**Directions for this task**
Rewrite every line of the entries below, text lines included, multiplying each bounding-box coordinate by 1.4 and rounding to a whole number, with halves rounding up. Leave the pictures out of your answer.
BEGIN Recorded information
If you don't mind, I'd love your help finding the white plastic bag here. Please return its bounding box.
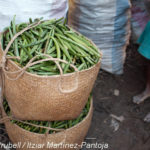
[131,0,150,43]
[0,0,68,31]
[68,0,131,74]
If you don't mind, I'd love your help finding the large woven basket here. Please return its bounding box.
[0,30,100,121]
[3,100,93,150]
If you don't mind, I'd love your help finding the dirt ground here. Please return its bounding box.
[84,43,150,150]
[0,43,150,150]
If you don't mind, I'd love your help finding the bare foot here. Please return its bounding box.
[133,89,150,104]
[144,113,150,123]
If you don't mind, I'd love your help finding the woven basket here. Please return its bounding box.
[0,30,100,121]
[3,100,93,150]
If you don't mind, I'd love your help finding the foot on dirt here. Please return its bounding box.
[133,91,150,104]
[144,113,150,123]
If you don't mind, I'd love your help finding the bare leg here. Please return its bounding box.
[133,64,150,104]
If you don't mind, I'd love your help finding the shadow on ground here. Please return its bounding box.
[83,44,150,150]
[0,41,150,150]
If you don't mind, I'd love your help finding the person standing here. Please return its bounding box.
[0,0,68,32]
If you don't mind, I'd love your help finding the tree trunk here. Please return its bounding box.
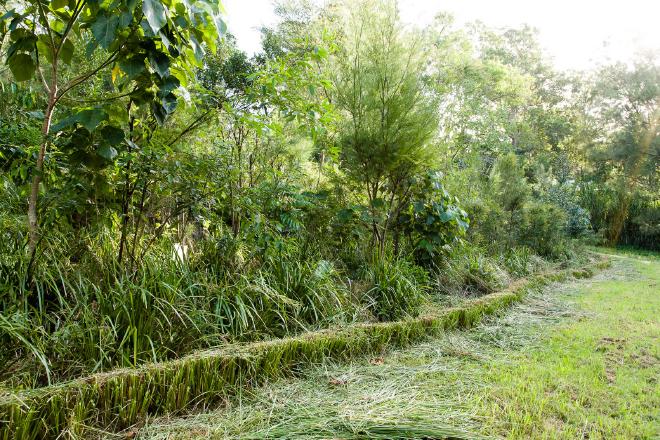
[28,86,57,259]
END Recorded information
**The reply**
If you don't mind, I'd love your help finding the white plastic bag here. Please return its bounding box.
[183,0,210,60]
[0,0,95,43]
[95,0,183,104]
If you don't mind, I'd love your help finding the large woven basket here. Please return its bounding box.
[0,42,140,169]
[4,140,130,210]
If you don't mind, I'd love your help finding the dirt ground here. Please return its bounding box.
[118,60,210,210]
[0,60,210,210]
If you don't mind, I'd love your help finding the bare foot here. Please return its bounding box.
[186,125,210,146]
[202,158,210,172]
If you don't mind, I'd love your help finding the woven basket here. Please return its bounding box.
[0,42,140,169]
[4,140,130,210]
If you don't mind, I'd love your help finding the foot on dirt here. Please return its bounding box.
[186,127,210,146]
[202,158,210,172]
If you don't mind, I'd love your help finding the bare leg here. Please return its bounding box.
[186,90,210,146]
If you don't mind, I'd love your help finding the shadow on ground here. Please return its bounding box.
[116,62,210,210]
[0,57,210,210]
If you don't mind, I'd love your help finding the person standing here. Please return its bounding box.
[0,0,95,45]
If you don't mind, I'd love your help finding the tree trunk here. Please return its bounding box.
[39,120,80,363]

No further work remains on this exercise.